* [Data entries]

——

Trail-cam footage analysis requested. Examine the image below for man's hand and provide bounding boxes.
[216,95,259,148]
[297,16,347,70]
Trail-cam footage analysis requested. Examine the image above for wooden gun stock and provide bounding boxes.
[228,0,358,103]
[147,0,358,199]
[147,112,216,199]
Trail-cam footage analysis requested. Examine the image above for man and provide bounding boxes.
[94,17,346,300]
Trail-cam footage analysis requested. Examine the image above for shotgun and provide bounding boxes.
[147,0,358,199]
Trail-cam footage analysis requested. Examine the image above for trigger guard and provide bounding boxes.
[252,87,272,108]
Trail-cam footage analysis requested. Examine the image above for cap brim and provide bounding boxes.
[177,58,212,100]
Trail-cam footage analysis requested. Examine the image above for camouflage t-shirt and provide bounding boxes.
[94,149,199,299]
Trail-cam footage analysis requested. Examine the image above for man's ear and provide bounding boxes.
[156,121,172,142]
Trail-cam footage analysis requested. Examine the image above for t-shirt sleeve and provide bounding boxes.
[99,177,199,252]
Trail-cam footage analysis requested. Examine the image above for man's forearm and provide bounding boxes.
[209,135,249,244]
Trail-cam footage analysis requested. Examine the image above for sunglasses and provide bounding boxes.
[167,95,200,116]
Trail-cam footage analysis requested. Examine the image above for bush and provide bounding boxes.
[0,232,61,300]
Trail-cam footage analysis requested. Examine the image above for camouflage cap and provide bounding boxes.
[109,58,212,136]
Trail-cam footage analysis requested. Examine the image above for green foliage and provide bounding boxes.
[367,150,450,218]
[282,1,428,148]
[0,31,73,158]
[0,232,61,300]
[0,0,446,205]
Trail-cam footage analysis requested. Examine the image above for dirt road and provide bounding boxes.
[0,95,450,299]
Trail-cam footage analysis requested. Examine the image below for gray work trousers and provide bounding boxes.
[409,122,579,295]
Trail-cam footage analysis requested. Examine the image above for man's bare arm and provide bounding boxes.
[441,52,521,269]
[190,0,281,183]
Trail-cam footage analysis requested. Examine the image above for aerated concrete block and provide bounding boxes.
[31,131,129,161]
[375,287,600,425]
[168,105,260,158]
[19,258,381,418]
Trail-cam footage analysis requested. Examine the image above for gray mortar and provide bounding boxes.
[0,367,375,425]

——

* [Task description] Select every line in the entries above that contains the string "shirt", matching case exactly.

* [The completed task]
Trail-cam footage analysis requested. Examine the image above for camouflage t-shirt and provide bounding boxes.
Trail-cam footage analysis requested. Examine the image above for t-shirt sleeve and provide bounding boxes.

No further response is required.